• _Your task_
Transcribe all of the records word for word, but omit the pictures.

Text-to-region grounding data:
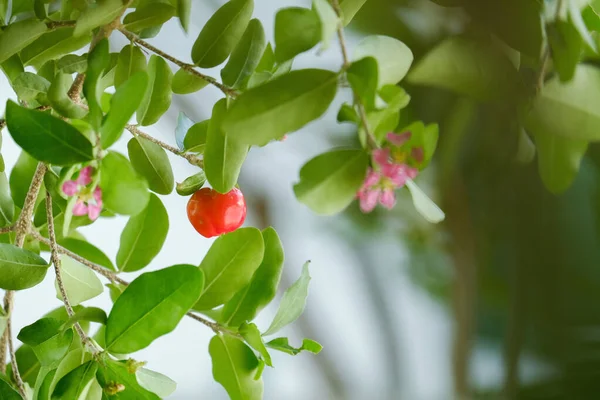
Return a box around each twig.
[117,28,239,98]
[29,230,128,286]
[330,0,378,149]
[0,163,45,396]
[186,312,241,337]
[126,124,204,168]
[44,193,100,352]
[46,20,77,29]
[67,73,86,103]
[31,229,234,335]
[0,225,14,234]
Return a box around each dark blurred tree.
[348,0,600,398]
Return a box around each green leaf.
[209,334,263,400]
[191,0,254,68]
[47,348,91,399]
[177,0,192,31]
[96,359,159,400]
[274,7,321,63]
[222,227,284,327]
[0,243,49,290]
[12,72,50,104]
[515,128,536,164]
[83,39,109,131]
[0,174,8,228]
[57,54,87,74]
[17,318,73,366]
[58,238,115,271]
[105,264,204,353]
[100,72,149,148]
[365,85,411,144]
[205,99,248,193]
[255,43,275,73]
[1,54,25,83]
[64,307,108,327]
[531,130,588,194]
[405,180,446,223]
[100,151,150,216]
[20,27,92,69]
[55,255,103,306]
[176,171,206,196]
[313,0,339,49]
[74,0,126,37]
[239,323,272,366]
[195,228,264,310]
[127,136,174,194]
[463,0,542,58]
[353,35,412,87]
[116,194,169,272]
[114,44,147,89]
[263,261,311,336]
[265,337,322,355]
[5,100,94,165]
[293,149,368,215]
[135,368,176,398]
[136,55,173,126]
[548,20,582,83]
[223,69,338,146]
[347,57,378,110]
[175,112,194,149]
[337,103,360,124]
[51,361,97,400]
[525,65,600,141]
[48,73,88,119]
[0,374,21,400]
[339,0,367,25]
[171,68,209,94]
[0,18,48,64]
[123,3,176,32]
[221,19,266,89]
[183,120,209,152]
[569,0,597,51]
[407,35,521,102]
[37,60,56,84]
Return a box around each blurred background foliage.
[342,0,600,398]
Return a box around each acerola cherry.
[187,187,247,238]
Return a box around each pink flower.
[357,162,418,213]
[387,131,411,146]
[61,167,103,221]
[372,148,391,167]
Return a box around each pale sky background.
[0,1,515,399]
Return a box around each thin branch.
[0,225,14,234]
[186,312,241,337]
[45,192,99,352]
[0,163,45,396]
[67,73,86,104]
[29,230,128,286]
[118,28,239,98]
[126,124,204,168]
[330,0,378,149]
[46,20,77,29]
[31,229,234,335]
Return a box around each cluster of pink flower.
[61,166,103,221]
[357,132,420,213]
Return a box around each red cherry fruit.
[187,187,247,238]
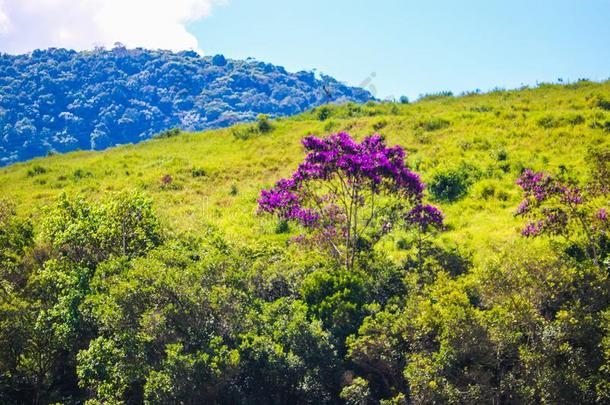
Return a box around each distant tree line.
[0,46,372,165]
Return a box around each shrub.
[493,148,508,161]
[417,117,450,131]
[275,220,289,234]
[233,115,273,140]
[301,267,368,343]
[73,168,92,180]
[191,167,206,177]
[537,115,560,128]
[428,165,477,202]
[153,128,180,139]
[478,183,496,200]
[232,125,258,140]
[27,165,47,177]
[566,113,585,125]
[396,238,408,250]
[496,190,510,201]
[499,162,511,173]
[589,94,610,110]
[537,114,585,129]
[346,103,363,117]
[372,119,387,131]
[256,114,273,133]
[399,96,409,104]
[590,120,610,132]
[317,106,332,121]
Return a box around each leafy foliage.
[258,132,441,270]
[0,81,610,404]
[0,47,372,165]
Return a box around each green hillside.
[2,81,609,263]
[1,80,609,404]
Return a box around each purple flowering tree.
[516,168,609,267]
[258,132,442,271]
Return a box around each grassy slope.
[1,81,609,266]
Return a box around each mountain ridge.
[0,46,372,165]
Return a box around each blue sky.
[1,0,609,99]
[190,0,610,99]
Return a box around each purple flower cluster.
[297,133,425,197]
[521,221,543,237]
[258,186,319,226]
[521,208,568,237]
[516,168,609,266]
[516,169,558,203]
[258,133,430,228]
[515,169,584,237]
[516,168,608,241]
[405,204,445,230]
[516,169,583,209]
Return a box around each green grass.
[1,80,609,265]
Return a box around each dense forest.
[0,80,609,404]
[0,46,372,166]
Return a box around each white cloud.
[0,0,224,54]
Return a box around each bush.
[317,106,332,121]
[493,148,508,161]
[429,165,476,202]
[256,114,273,133]
[27,165,47,177]
[589,94,610,110]
[537,114,585,129]
[73,168,92,180]
[191,167,206,177]
[153,128,180,139]
[275,220,289,234]
[537,115,560,128]
[232,125,258,140]
[417,117,450,131]
[232,115,273,140]
[372,119,387,131]
[301,267,368,344]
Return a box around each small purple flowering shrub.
[258,132,443,270]
[516,167,609,266]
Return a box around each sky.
[0,0,609,99]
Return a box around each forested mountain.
[0,47,372,165]
[0,80,609,404]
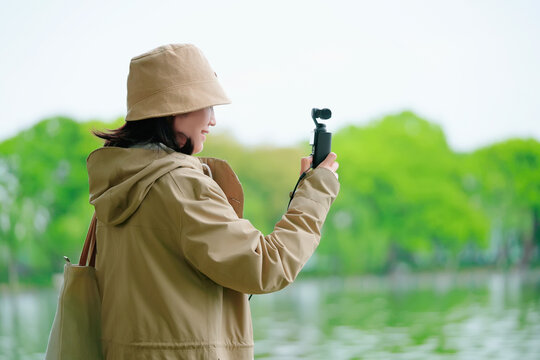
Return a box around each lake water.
[1,270,539,359]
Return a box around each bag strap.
[79,213,98,267]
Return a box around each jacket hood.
[87,146,203,225]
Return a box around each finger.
[319,152,337,168]
[301,156,311,165]
[319,153,337,167]
[300,156,312,174]
[325,163,338,173]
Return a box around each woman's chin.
[193,144,203,154]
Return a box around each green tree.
[0,116,112,284]
[466,139,540,267]
[1,112,537,284]
[319,112,489,274]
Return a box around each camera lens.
[318,108,331,119]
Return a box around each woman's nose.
[209,108,216,126]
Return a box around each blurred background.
[1,1,539,359]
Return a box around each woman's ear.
[175,131,188,147]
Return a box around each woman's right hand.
[300,152,339,179]
[318,152,339,179]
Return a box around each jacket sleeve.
[171,167,340,294]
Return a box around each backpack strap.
[198,157,244,218]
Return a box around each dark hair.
[93,116,194,154]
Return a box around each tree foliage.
[464,139,540,266]
[0,112,538,284]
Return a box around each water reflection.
[0,271,539,359]
[0,288,57,360]
[250,270,540,359]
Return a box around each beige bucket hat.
[125,44,231,121]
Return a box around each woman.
[87,44,339,359]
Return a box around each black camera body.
[310,108,332,168]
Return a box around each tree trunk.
[8,249,19,291]
[386,242,398,273]
[496,233,509,268]
[520,207,539,268]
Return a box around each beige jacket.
[87,145,339,359]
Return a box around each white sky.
[0,0,539,152]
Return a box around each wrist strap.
[287,171,308,209]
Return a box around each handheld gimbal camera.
[310,108,332,168]
[283,108,333,221]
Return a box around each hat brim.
[126,79,231,121]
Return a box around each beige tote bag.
[45,214,104,360]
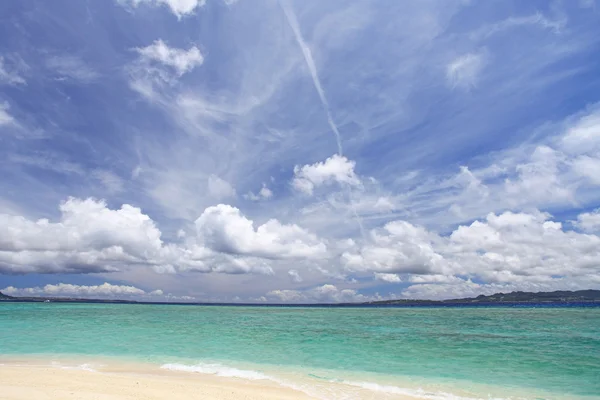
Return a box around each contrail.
[280,0,343,156]
[280,0,366,239]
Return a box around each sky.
[1,0,600,303]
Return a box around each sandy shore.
[0,364,313,400]
[0,359,441,400]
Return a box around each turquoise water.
[1,303,599,399]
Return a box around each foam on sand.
[161,362,269,380]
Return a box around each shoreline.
[0,356,427,400]
[0,363,311,400]
[0,355,586,400]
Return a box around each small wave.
[341,380,510,400]
[161,362,269,381]
[51,362,98,372]
[160,362,514,400]
[160,362,330,399]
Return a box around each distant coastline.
[1,289,599,307]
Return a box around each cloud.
[383,107,600,228]
[0,197,163,274]
[45,55,99,83]
[1,282,197,301]
[0,56,26,85]
[374,273,402,283]
[136,40,203,77]
[402,276,600,300]
[576,209,600,232]
[0,198,310,275]
[2,282,145,297]
[208,175,236,199]
[195,204,327,259]
[446,51,487,90]
[470,13,565,40]
[92,170,125,194]
[0,102,15,126]
[343,209,600,288]
[119,0,206,18]
[280,0,344,155]
[244,184,273,201]
[288,269,303,283]
[292,154,360,195]
[267,284,387,304]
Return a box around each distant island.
[363,290,600,305]
[1,289,599,306]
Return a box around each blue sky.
[1,0,600,302]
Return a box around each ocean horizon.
[2,302,599,400]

• _Finished task_
Return a box around each twig.
[117,28,239,98]
[29,230,128,286]
[330,0,378,149]
[0,163,45,396]
[186,312,241,337]
[126,124,204,168]
[44,193,100,352]
[46,20,77,29]
[67,73,86,103]
[31,229,234,335]
[0,225,14,234]
Return a box around each dark blurred tree.
[348,0,600,398]
Return a box around each green leaf.
[209,334,263,400]
[191,0,254,68]
[47,348,91,399]
[177,0,192,31]
[96,359,159,400]
[274,7,321,63]
[222,227,284,327]
[0,243,49,290]
[12,72,50,104]
[515,128,536,164]
[83,39,109,131]
[0,174,8,228]
[57,54,87,74]
[17,318,73,366]
[58,238,115,271]
[105,264,204,353]
[100,72,149,148]
[365,85,411,144]
[205,99,248,193]
[255,43,275,73]
[1,54,25,83]
[64,307,108,327]
[531,130,588,194]
[405,180,446,223]
[100,151,150,216]
[20,27,92,69]
[55,255,103,306]
[176,171,206,196]
[313,0,339,49]
[74,0,126,37]
[239,323,272,366]
[195,228,264,310]
[127,136,174,194]
[463,0,542,58]
[353,35,412,87]
[116,194,169,272]
[114,44,147,89]
[263,261,311,336]
[265,337,322,355]
[5,100,94,165]
[293,149,368,215]
[135,368,176,398]
[136,55,173,126]
[548,20,582,83]
[223,69,338,146]
[347,57,378,110]
[175,112,194,149]
[337,103,360,124]
[51,361,97,400]
[525,65,600,141]
[48,73,88,119]
[0,374,21,400]
[339,0,367,25]
[171,68,209,94]
[0,18,48,64]
[123,3,176,32]
[221,19,266,89]
[183,120,209,152]
[569,0,597,51]
[407,35,521,102]
[37,60,56,84]
Return a box around each blurred background foliage.
[342,0,600,398]
Return a box around each acerola cherry.
[187,187,247,238]
Return a box around each pink flower.
[357,162,418,213]
[387,131,411,146]
[61,167,103,221]
[372,148,391,167]
Return a box around each pale sky background.
[0,1,515,399]
Return a box around each thin branch.
[0,225,14,234]
[186,312,241,337]
[45,192,99,352]
[0,163,45,396]
[67,73,86,104]
[29,230,128,286]
[118,28,239,98]
[126,124,204,168]
[330,0,378,149]
[46,20,77,29]
[31,229,234,335]
Return a box around each cluster of pink flower.
[61,166,103,221]
[357,132,420,213]
Return a box around each red cherry fruit.
[187,187,247,238]
Return a box around each distant tree line.
[0,46,372,165]
Return a box around each shrub.
[493,148,508,161]
[417,117,450,131]
[275,220,289,234]
[233,115,273,140]
[301,267,368,343]
[73,168,92,180]
[191,167,206,177]
[537,115,560,128]
[428,165,477,202]
[153,128,180,139]
[478,183,496,200]
[232,125,258,140]
[27,165,47,177]
[566,113,585,125]
[396,238,408,250]
[496,190,510,201]
[499,162,511,173]
[589,94,610,110]
[537,114,585,129]
[346,103,363,117]
[372,119,387,131]
[256,114,273,133]
[399,96,409,104]
[590,120,610,132]
[317,106,332,121]
Return a box around each leafy foliage.
[258,132,441,270]
[0,81,610,404]
[0,47,372,165]
Return a box around each green hillside.
[2,81,609,263]
[1,80,609,404]
Return a box around each purple flowering tree.
[516,168,609,267]
[258,132,442,271]
Return a box around each grassy slope.
[1,81,609,266]
Return a box around each mountain ridge.
[0,46,372,165]
Return a box around each blue sky.
[1,0,609,99]
[190,0,610,99]
Return a box around each purple flower cluster.
[297,133,425,197]
[521,221,543,237]
[258,186,319,226]
[521,208,568,237]
[516,168,609,266]
[516,169,558,203]
[258,133,430,228]
[515,169,584,237]
[516,168,608,241]
[405,204,445,230]
[516,169,583,209]
Return a box around each green grass.
[1,80,609,265]
Return a box around each dense forest.
[0,80,609,404]
[0,46,372,166]
Return a box around each white cloud.
[0,0,224,54]
Return a box around each bush.
[317,106,332,121]
[493,148,508,161]
[429,165,476,202]
[256,114,273,133]
[27,165,47,177]
[589,94,610,110]
[537,114,585,129]
[73,168,92,180]
[191,167,206,177]
[153,128,180,139]
[275,220,289,234]
[537,115,560,128]
[232,125,258,140]
[417,117,450,131]
[232,115,273,140]
[372,119,387,131]
[301,267,368,344]
Return a box around each small purple flowering shrub.
[258,132,443,270]
[516,167,609,266]
Return a box around each sky.
[0,0,609,99]
Return a box around each forested mountain.
[0,47,372,165]
[0,80,609,404]
Return a box around each lake water.
[1,270,539,359]
Return a box around each bag strap.
[79,213,98,267]
Return a box around each jacket hood.
[87,146,203,225]
Return a box around each finger.
[319,152,337,168]
[301,156,311,165]
[319,153,337,167]
[300,156,312,174]
[325,163,338,173]
Return a box around each woman's chin.
[193,144,203,154]
Return a box around each green tree.
[0,116,112,284]
[466,139,540,267]
[1,112,537,284]
[319,112,489,274]
Return a box around each camera lens.
[318,108,331,119]
Return a box around each woman's nose.
[209,108,216,126]
Return a box around each blurred background.
[1,1,539,359]
Return a box around each woman's ear.
[175,131,188,147]
Return a box around each woman's right hand.
[300,152,339,179]
[318,152,339,179]
Return a box around each jacket sleeve.
[171,167,340,294]
Return a box around each backpack strap.
[198,157,244,218]
Return a box around each dark hair.
[93,116,194,154]
Return a box around each tree foliage.
[464,139,540,266]
[0,112,538,284]
Return a box around each water reflection.
[0,271,539,359]
[0,288,57,360]
[250,270,540,359]
Return a box around each beige bucket hat.
[125,44,231,121]
Return a box around each woman.
[87,44,339,359]
Return a box around each black camera body.
[310,108,332,168]
Return a box around each tree trunk.
[8,249,19,291]
[386,242,398,273]
[496,233,509,268]
[520,207,539,268]
Return a box around each beige jacket.
[87,145,339,359]
Return a box around each white sky.
[0,0,539,152]
Return a box around each wrist strap.
[287,171,308,209]
Return a box around each handheld gimbal camera.
[310,108,332,168]
[283,108,333,221]
Return a box around each hat brim.
[126,79,231,121]
Return a box around each beige tote bag.
[45,214,104,360]
Return a box around each contrail.
[280,0,343,156]
[280,0,366,239]
Return a box around each sky.
[1,0,600,303]
Return a box around each sandy shore.
[0,364,313,400]
[0,359,441,400]
Return a box around each turquoise water.
[1,303,599,399]
Return a box around each foam on sand.
[161,362,269,380]
Return a box around each shoreline.
[0,356,427,400]
[0,363,311,400]
[0,355,586,400]
Return a box around each small wave.
[341,380,510,400]
[161,362,269,381]
[51,362,98,372]
[160,362,514,400]
[160,362,330,399]
Return a box around each distant coastline.
[1,289,599,307]
Return a box around each cloud.
[383,107,600,228]
[0,197,163,274]
[45,55,99,83]
[1,282,197,301]
[0,56,26,85]
[374,273,402,283]
[136,40,203,77]
[402,276,600,300]
[576,209,600,232]
[0,198,310,275]
[2,282,145,297]
[208,175,236,199]
[195,204,327,259]
[446,51,487,90]
[470,13,565,40]
[92,170,125,194]
[0,102,15,126]
[343,209,600,288]
[119,0,206,18]
[280,0,344,155]
[244,184,273,201]
[288,269,303,283]
[292,154,360,195]
[267,284,387,304]
Return a box around each distant island.
[363,290,600,305]
[1,289,599,306]
Return a box around each blue sky.
[1,0,600,302]
Return a box around each ocean horizon.
[2,302,599,400]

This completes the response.